* **Aim**: Extract every line below that contains the word "gray", copying each one in full.

* **Data**:
** START **

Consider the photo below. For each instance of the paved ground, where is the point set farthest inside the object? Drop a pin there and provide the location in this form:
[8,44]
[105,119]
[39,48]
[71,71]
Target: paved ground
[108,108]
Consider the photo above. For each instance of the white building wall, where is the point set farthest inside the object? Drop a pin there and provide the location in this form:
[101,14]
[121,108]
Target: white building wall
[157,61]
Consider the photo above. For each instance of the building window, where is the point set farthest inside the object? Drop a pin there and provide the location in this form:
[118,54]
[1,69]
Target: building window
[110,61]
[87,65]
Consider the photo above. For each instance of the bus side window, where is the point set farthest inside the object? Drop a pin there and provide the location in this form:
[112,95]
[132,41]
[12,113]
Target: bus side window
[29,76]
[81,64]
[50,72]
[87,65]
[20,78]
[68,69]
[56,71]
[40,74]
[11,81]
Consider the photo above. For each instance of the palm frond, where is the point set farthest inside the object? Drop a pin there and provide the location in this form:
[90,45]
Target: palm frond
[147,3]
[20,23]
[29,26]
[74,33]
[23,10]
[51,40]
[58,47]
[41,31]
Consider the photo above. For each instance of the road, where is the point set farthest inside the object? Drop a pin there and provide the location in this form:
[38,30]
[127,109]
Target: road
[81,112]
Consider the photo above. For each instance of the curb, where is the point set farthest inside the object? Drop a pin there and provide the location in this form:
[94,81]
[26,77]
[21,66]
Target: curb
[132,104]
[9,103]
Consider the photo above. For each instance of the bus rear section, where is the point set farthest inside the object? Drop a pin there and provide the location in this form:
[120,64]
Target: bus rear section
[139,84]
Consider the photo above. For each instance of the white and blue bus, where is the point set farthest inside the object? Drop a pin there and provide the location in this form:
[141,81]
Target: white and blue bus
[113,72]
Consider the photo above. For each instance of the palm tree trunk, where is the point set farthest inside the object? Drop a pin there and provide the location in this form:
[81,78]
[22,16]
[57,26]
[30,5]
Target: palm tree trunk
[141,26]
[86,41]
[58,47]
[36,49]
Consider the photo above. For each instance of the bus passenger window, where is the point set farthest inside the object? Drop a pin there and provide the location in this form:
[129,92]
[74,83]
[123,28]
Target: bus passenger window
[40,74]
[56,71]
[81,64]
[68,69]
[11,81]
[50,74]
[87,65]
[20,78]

** END **
** START **

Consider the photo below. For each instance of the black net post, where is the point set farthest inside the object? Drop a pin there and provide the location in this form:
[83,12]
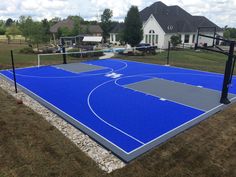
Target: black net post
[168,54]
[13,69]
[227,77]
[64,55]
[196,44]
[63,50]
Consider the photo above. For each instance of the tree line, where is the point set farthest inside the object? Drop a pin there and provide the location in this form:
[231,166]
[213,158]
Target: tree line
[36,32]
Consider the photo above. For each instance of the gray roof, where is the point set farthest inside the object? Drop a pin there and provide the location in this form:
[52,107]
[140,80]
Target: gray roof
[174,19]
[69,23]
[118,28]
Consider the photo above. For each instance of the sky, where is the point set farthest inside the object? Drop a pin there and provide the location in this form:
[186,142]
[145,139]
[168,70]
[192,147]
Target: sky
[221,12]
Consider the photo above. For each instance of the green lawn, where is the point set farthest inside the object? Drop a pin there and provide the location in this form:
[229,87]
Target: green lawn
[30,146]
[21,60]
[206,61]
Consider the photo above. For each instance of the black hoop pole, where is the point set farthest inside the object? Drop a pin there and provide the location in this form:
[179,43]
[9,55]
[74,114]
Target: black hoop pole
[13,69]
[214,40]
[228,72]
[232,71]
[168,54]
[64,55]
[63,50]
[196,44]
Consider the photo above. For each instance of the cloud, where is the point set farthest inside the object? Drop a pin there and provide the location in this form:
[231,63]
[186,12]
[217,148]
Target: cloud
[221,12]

** END **

* **Response to the exercise**:
Consider the photo above. For each instance of the gray roof, where is the point set farthest inside the object? Drop a pin there and provide the location in this form:
Target: gray roof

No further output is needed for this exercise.